Write out every one of the entries below line for line, changing nothing.

Saved entries:
□ □ □ □ □

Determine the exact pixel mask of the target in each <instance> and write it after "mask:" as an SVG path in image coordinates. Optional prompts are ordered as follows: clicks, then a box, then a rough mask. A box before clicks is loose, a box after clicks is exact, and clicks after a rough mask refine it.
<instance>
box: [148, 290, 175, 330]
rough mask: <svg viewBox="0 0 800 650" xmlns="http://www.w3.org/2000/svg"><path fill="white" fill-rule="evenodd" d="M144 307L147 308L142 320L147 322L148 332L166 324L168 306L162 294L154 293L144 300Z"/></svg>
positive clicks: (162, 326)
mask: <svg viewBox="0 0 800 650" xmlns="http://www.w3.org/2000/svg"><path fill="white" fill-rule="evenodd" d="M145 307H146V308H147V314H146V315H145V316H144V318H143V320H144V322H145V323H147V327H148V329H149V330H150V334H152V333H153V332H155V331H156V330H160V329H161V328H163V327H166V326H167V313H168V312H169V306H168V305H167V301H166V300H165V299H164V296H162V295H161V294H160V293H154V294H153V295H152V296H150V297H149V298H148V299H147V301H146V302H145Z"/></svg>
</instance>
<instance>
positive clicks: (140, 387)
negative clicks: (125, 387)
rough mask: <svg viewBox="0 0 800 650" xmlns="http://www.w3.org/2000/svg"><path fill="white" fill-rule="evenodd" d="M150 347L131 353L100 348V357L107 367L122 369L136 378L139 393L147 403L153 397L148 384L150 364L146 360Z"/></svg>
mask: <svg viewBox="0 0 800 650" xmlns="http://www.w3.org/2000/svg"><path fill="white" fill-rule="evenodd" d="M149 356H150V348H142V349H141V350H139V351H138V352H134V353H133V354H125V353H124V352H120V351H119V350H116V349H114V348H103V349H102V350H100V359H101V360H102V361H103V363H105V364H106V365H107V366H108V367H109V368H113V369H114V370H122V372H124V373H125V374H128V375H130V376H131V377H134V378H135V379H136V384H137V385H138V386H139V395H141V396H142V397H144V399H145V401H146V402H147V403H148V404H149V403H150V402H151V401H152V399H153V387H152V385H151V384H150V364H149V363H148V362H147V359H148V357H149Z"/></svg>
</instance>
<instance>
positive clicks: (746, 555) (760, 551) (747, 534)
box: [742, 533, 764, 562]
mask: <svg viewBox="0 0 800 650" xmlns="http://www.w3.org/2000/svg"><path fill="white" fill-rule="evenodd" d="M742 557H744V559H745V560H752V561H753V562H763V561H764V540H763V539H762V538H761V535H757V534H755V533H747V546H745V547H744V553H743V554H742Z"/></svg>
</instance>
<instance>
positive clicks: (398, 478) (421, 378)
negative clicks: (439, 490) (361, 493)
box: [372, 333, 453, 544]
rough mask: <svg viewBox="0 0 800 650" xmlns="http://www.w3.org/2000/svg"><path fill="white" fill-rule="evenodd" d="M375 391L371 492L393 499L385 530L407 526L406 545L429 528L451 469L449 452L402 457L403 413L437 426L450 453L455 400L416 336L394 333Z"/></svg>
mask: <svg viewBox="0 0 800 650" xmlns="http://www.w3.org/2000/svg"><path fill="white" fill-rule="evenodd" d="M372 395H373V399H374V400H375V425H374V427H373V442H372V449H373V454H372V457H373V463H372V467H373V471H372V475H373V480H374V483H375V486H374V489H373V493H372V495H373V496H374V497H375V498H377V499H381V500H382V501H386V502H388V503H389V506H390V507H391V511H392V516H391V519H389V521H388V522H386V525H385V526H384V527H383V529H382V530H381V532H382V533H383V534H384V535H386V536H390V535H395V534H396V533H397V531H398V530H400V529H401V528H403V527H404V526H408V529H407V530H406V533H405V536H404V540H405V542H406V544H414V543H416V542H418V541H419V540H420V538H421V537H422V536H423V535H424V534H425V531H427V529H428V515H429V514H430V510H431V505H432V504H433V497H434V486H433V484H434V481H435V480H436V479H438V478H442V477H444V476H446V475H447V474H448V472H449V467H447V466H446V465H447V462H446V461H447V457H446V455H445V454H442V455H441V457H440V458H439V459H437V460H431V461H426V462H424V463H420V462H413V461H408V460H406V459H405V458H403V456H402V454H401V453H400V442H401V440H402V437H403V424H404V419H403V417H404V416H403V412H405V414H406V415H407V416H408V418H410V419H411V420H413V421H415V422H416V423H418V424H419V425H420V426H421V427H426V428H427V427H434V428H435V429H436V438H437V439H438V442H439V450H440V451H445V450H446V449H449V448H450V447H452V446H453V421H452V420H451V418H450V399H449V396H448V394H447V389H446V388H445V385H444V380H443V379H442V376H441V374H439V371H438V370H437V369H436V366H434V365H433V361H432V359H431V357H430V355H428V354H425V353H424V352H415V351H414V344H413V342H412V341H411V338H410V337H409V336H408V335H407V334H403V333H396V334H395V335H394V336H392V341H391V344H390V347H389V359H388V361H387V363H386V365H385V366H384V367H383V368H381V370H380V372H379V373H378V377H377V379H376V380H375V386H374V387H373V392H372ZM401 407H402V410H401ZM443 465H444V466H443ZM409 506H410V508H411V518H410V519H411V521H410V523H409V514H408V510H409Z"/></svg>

□ □ □ □ □

= Result of this exercise =
Determine the exact pixel mask of the target in each <instance> and write it after "mask:" as an SVG path in image coordinates. Optional prompts are ordered as follows: clicks, then a box, then a rough mask. A box before clicks is loose, a box after clicks is exact, and clicks after a rough mask refine it.
<instance>
box: [148, 290, 175, 330]
rough mask: <svg viewBox="0 0 800 650" xmlns="http://www.w3.org/2000/svg"><path fill="white" fill-rule="evenodd" d="M144 307L147 308L142 320L147 322L148 332L166 324L168 306L162 294L154 293L144 300Z"/></svg>
positive clicks: (162, 326)
mask: <svg viewBox="0 0 800 650" xmlns="http://www.w3.org/2000/svg"><path fill="white" fill-rule="evenodd" d="M145 307H146V308H147V314H146V315H145V316H144V318H143V320H144V322H145V323H147V327H148V329H149V330H150V334H152V333H153V332H155V331H156V330H160V329H161V328H163V327H166V326H167V313H168V312H169V306H168V305H167V301H166V300H165V299H164V296H162V295H161V294H160V293H154V294H153V295H152V296H150V297H149V298H148V299H147V301H146V302H145Z"/></svg>
</instance>
<instance>
positive clicks: (140, 387)
negative clicks: (125, 387)
rough mask: <svg viewBox="0 0 800 650" xmlns="http://www.w3.org/2000/svg"><path fill="white" fill-rule="evenodd" d="M150 347L131 353L100 348V357L107 367L122 369L136 378L139 393L147 403L153 397L148 384L150 364L146 360Z"/></svg>
mask: <svg viewBox="0 0 800 650" xmlns="http://www.w3.org/2000/svg"><path fill="white" fill-rule="evenodd" d="M149 356H150V348H142V349H141V350H139V351H138V352H134V353H133V354H125V353H124V352H120V351H119V350H116V349H114V348H103V349H102V350H100V359H101V360H102V361H103V363H105V364H106V365H107V366H108V367H109V368H113V369H114V370H122V372H124V373H125V374H128V375H130V376H131V377H134V378H135V379H136V384H137V385H138V386H139V395H141V396H142V397H144V399H145V401H146V402H147V403H148V404H149V403H150V402H151V401H152V399H153V387H152V385H151V384H150V364H149V363H148V362H147V359H148V357H149Z"/></svg>
</instance>
<instance>
positive clicks: (746, 555) (760, 551) (747, 534)
box: [742, 533, 764, 562]
mask: <svg viewBox="0 0 800 650" xmlns="http://www.w3.org/2000/svg"><path fill="white" fill-rule="evenodd" d="M742 557H744V559H745V560H752V561H753V562H763V561H764V540H763V539H762V538H761V535H757V534H755V533H747V546H745V547H744V553H743V554H742Z"/></svg>
</instance>
<instance>
positive clicks: (398, 478) (421, 378)
negative clicks: (439, 490) (361, 493)
box: [372, 333, 453, 544]
rough mask: <svg viewBox="0 0 800 650" xmlns="http://www.w3.org/2000/svg"><path fill="white" fill-rule="evenodd" d="M375 391L371 492L393 499L385 530L407 526L406 545L429 528L451 469L449 452L402 457L403 413L437 426L450 453L455 400L416 336L394 333Z"/></svg>
mask: <svg viewBox="0 0 800 650" xmlns="http://www.w3.org/2000/svg"><path fill="white" fill-rule="evenodd" d="M372 395H373V399H374V400H375V425H374V427H373V442H372V449H373V454H372V457H373V463H372V467H373V471H372V475H373V480H374V483H375V486H374V489H373V493H372V495H373V496H374V497H375V498H377V499H381V500H382V501H386V502H388V503H389V506H390V507H391V511H392V516H391V519H389V521H388V522H386V525H385V526H384V527H383V529H382V530H381V532H382V533H383V534H384V535H386V536H390V535H395V534H396V533H397V531H398V530H400V529H401V528H403V527H404V526H408V529H407V530H406V533H405V536H404V540H405V542H406V544H414V543H416V542H418V541H419V540H420V538H421V537H422V536H423V535H424V534H425V531H427V529H428V515H429V514H430V510H431V505H432V504H433V497H434V486H433V484H434V481H435V480H436V479H438V478H442V477H444V476H446V475H447V474H448V472H449V467H447V466H446V465H447V462H446V461H447V457H446V455H445V454H442V455H441V457H440V458H439V459H437V460H431V461H426V462H424V463H420V462H413V461H408V460H406V459H405V458H403V456H402V454H401V453H400V442H401V440H402V437H403V424H404V419H403V417H404V416H403V412H405V414H406V415H407V416H408V418H410V419H411V420H413V421H415V422H416V423H418V424H419V425H420V426H421V427H426V428H427V427H434V428H435V429H436V438H437V439H438V442H439V450H440V451H445V450H446V449H449V448H450V447H452V446H453V421H452V420H451V418H450V399H449V396H448V394H447V389H446V388H445V385H444V380H443V379H442V376H441V374H439V371H438V370H437V369H436V366H434V365H433V361H432V359H431V357H430V355H428V354H425V353H424V352H415V351H414V344H413V342H412V341H411V338H410V337H409V336H408V335H407V334H403V333H396V334H395V335H394V336H392V341H391V344H390V347H389V359H388V361H387V363H386V365H385V366H384V367H383V368H381V370H380V372H379V373H378V377H377V379H376V380H375V386H374V387H373V392H372ZM401 407H402V410H401ZM443 465H444V466H443ZM409 506H410V508H411V518H410V519H411V521H410V523H409V514H408V510H409Z"/></svg>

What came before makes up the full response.